_WHAT YOU HAVE TO DO_
Convert the lines of the entries below into a Markdown table with two columns, "No." and "Text," numbering each row. Start at the line that contains "Where can you see the white ceramic", end at the line that contains "column 391, row 599", include only those lines, and skip any blank ones.

● ● ● ● ●

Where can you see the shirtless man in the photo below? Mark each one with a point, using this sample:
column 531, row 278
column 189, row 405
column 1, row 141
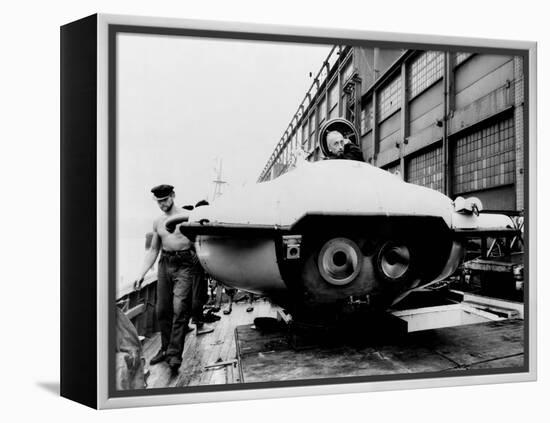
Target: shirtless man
column 178, row 271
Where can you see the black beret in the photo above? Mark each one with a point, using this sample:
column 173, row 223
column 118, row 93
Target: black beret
column 162, row 191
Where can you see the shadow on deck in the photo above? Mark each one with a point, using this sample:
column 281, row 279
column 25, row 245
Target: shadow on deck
column 204, row 350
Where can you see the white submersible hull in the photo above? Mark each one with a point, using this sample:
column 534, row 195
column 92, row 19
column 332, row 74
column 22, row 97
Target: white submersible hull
column 331, row 230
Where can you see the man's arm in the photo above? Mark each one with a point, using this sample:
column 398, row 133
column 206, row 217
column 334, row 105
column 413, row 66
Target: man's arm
column 150, row 257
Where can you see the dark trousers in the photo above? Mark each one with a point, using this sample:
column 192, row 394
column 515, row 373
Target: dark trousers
column 177, row 274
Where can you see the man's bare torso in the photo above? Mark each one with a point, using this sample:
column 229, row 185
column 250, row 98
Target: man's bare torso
column 171, row 241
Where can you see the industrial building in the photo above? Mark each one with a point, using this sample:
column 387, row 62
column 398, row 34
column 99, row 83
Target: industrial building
column 450, row 121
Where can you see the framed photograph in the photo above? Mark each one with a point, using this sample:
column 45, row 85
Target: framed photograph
column 253, row 211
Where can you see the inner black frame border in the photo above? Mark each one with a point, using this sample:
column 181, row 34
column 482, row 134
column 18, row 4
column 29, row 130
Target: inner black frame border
column 115, row 29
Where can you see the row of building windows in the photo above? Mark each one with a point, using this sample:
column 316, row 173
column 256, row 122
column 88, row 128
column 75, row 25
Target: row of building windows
column 427, row 169
column 389, row 99
column 425, row 70
column 485, row 158
column 422, row 72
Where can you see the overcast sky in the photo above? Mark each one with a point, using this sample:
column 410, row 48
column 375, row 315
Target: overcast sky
column 186, row 103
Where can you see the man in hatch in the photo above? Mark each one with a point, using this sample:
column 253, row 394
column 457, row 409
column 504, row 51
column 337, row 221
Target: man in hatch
column 179, row 271
column 342, row 148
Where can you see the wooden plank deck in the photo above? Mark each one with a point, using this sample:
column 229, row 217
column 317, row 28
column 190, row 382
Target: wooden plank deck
column 269, row 356
column 266, row 358
column 203, row 350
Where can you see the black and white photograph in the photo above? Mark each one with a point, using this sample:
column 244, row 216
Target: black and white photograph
column 322, row 211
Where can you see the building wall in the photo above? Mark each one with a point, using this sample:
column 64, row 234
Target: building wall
column 449, row 121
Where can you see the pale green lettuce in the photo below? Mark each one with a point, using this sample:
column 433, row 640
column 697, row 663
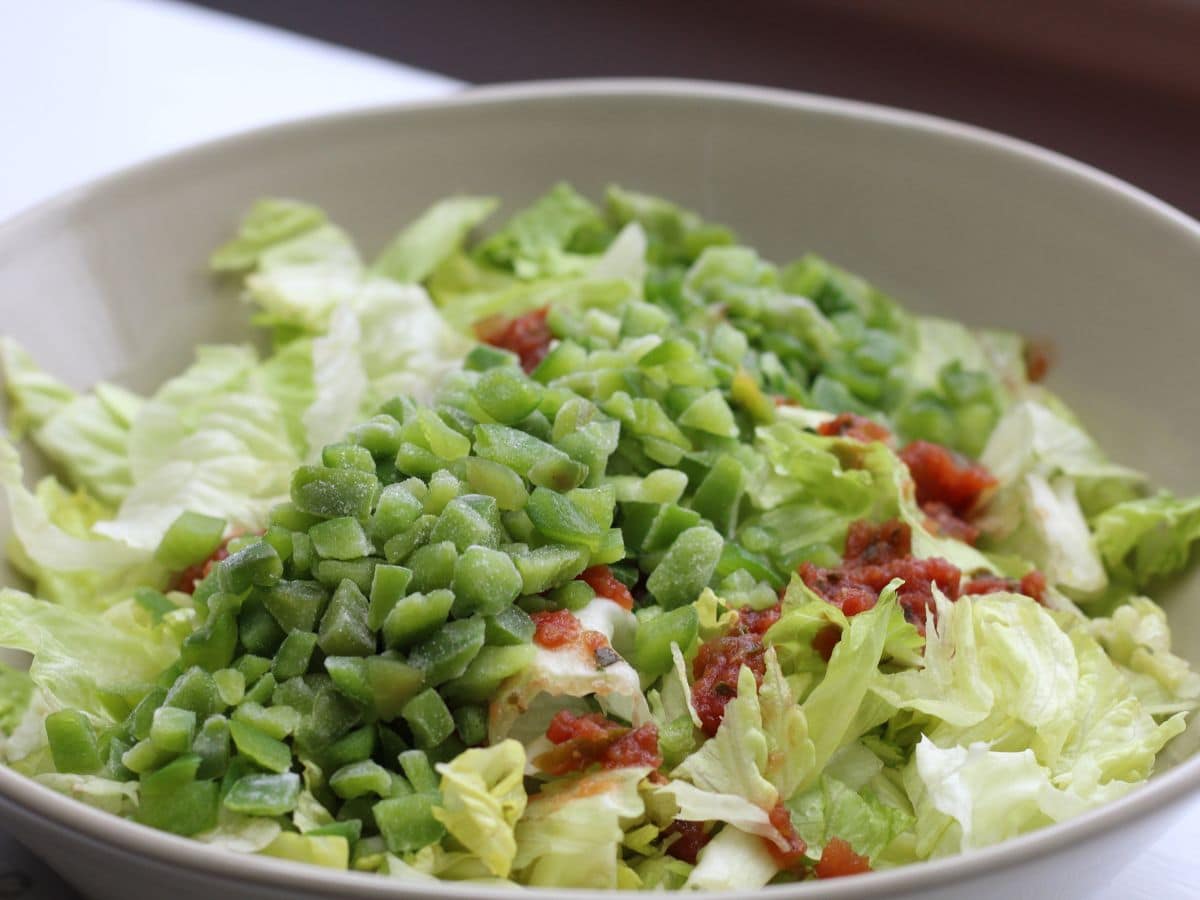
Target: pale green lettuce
column 570, row 833
column 483, row 797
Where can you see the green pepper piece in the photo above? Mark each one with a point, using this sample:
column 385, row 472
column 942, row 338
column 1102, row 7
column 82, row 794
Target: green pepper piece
column 508, row 395
column 486, row 671
column 211, row 744
column 294, row 655
column 259, row 747
column 333, row 573
column 496, row 480
column 255, row 564
column 213, row 645
column 173, row 730
column 355, row 747
column 395, row 513
column 359, row 779
column 347, row 456
column 407, row 823
column 189, row 540
column 401, row 546
column 343, row 628
column 349, row 829
column 173, row 801
column 687, row 568
column 276, row 721
column 334, row 492
column 485, row 581
column 72, row 741
column 393, row 683
column 340, row 539
column 264, row 795
column 432, row 567
column 415, row 617
column 652, row 647
column 252, row 667
column 389, row 585
column 349, row 675
column 448, row 653
column 379, row 436
column 471, row 723
column 196, row 690
column 549, row 567
column 142, row 715
column 719, row 495
column 262, row 691
column 297, row 605
column 509, row 628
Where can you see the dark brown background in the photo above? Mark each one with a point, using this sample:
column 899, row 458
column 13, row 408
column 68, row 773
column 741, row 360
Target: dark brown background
column 1113, row 82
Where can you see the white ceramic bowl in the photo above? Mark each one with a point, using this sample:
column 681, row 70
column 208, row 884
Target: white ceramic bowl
column 109, row 282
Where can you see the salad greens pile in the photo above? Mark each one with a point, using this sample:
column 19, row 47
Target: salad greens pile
column 599, row 552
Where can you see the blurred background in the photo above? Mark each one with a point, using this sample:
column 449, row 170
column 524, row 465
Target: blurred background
column 1115, row 83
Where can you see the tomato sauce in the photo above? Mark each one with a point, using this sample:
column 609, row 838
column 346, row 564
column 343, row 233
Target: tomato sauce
column 1038, row 359
column 556, row 629
column 838, row 859
column 528, row 336
column 585, row 741
column 859, row 427
column 948, row 487
column 759, row 622
column 193, row 575
column 715, row 669
column 791, row 856
column 606, row 585
column 1031, row 585
column 693, row 838
column 875, row 555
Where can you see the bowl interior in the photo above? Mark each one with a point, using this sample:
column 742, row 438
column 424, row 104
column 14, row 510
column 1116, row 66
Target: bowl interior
column 111, row 281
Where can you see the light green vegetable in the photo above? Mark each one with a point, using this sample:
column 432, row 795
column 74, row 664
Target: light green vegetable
column 391, row 599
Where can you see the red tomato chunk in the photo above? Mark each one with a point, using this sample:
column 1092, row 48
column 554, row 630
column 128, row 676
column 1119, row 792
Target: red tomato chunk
column 690, row 841
column 1031, row 585
column 589, row 739
column 859, row 427
column 759, row 622
column 193, row 575
column 528, row 336
column 948, row 487
column 793, row 855
column 715, row 667
column 839, row 858
column 877, row 553
column 601, row 580
column 556, row 629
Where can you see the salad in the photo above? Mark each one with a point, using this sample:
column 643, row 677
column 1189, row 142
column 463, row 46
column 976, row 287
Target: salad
column 598, row 552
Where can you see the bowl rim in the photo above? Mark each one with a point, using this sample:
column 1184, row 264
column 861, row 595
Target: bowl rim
column 113, row 832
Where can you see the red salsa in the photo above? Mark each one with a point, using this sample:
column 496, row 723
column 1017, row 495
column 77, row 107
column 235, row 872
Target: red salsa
column 193, row 575
column 715, row 669
column 859, row 427
column 606, row 585
column 877, row 553
column 690, row 840
column 556, row 629
column 585, row 741
column 839, row 858
column 791, row 856
column 948, row 487
column 528, row 336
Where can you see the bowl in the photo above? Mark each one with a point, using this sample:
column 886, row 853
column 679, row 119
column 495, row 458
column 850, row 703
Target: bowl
column 109, row 281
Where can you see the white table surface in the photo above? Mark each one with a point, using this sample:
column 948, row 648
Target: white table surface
column 90, row 85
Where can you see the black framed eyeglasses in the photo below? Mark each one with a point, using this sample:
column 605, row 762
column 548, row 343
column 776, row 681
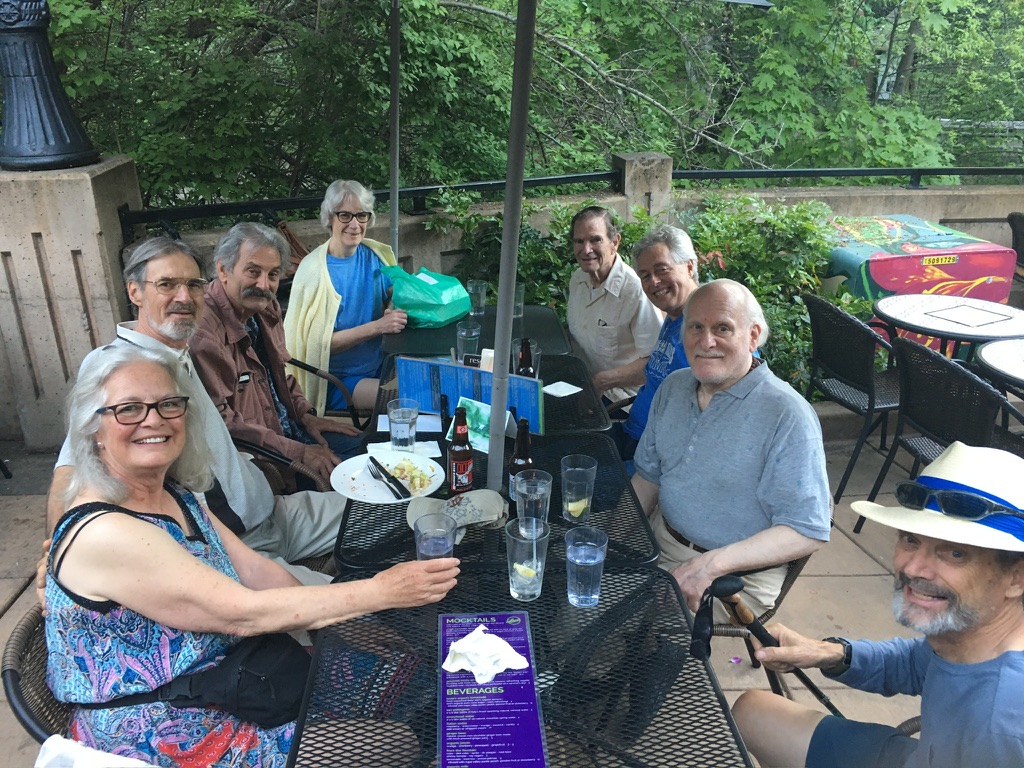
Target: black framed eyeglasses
column 963, row 504
column 135, row 413
column 169, row 287
column 346, row 216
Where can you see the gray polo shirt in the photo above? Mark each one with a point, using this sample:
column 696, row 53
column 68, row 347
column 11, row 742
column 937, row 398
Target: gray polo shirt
column 754, row 459
column 244, row 485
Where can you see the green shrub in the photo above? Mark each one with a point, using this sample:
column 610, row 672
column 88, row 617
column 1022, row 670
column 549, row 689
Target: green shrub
column 777, row 251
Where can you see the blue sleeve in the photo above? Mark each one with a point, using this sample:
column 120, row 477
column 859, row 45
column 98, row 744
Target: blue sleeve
column 891, row 667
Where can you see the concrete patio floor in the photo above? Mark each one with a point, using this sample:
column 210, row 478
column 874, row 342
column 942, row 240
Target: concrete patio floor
column 845, row 589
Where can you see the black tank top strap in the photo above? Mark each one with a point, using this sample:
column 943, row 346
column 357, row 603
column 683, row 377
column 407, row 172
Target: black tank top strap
column 96, row 509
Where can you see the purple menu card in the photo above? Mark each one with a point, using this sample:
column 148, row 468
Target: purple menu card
column 491, row 724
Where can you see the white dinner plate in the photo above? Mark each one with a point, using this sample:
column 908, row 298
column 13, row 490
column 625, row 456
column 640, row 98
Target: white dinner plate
column 352, row 478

● ● ● ● ●

_EXERCISE RESULT_
| No. | Text |
|---|---|
| 1 | Where can you see the white ceramic bowl in the photo above? Mark each one with a point, using this sample: |
| 2 | column 681, row 70 |
| 3 | column 208, row 884 |
| 4 | Target: white ceramic bowl |
| 5 | column 109, row 282 |
| 6 | Where can you see the salad greens pile in the photo above? Mark each one with a point, using this sample: |
| 7 | column 19, row 47 |
| 8 | Target: salad greens pile |
| 9 | column 599, row 552 |
| 10 | Where can you see the blurred background in the photo above? Mark each one with a point, using this sample: |
| 11 | column 449, row 170 |
| 12 | column 524, row 465 |
| 13 | Target: blurred background |
| 14 | column 1115, row 83 |
| 15 | Where can you see the tomato sauce in the photo above? Mark each one with a point, using this sample: |
| 16 | column 609, row 838 |
| 17 | column 346, row 564 |
| 18 | column 343, row 233 |
| 19 | Target: tomato sauce |
| 20 | column 1038, row 359 |
| 21 | column 556, row 629 |
| 22 | column 838, row 859 |
| 23 | column 528, row 336 |
| 24 | column 585, row 741 |
| 25 | column 859, row 427 |
| 26 | column 948, row 487 |
| 27 | column 759, row 622 |
| 28 | column 193, row 575 |
| 29 | column 715, row 669 |
| 30 | column 791, row 856 |
| 31 | column 606, row 585 |
| 32 | column 1031, row 585 |
| 33 | column 693, row 838 |
| 34 | column 875, row 555 |
| 35 | Where can you see the bowl interior in the photo above? Mark each one with a point, using this sample: |
| 36 | column 742, row 438 |
| 37 | column 424, row 104 |
| 38 | column 14, row 510 |
| 39 | column 1116, row 66 |
| 40 | Target: bowl interior |
| 41 | column 111, row 281 |
| 42 | Where can you see the light green vegetable in the photo above? Mark each one with a point, using this sample: |
| 43 | column 432, row 795 |
| 44 | column 74, row 664 |
| 45 | Target: light green vegetable |
| 46 | column 391, row 599 |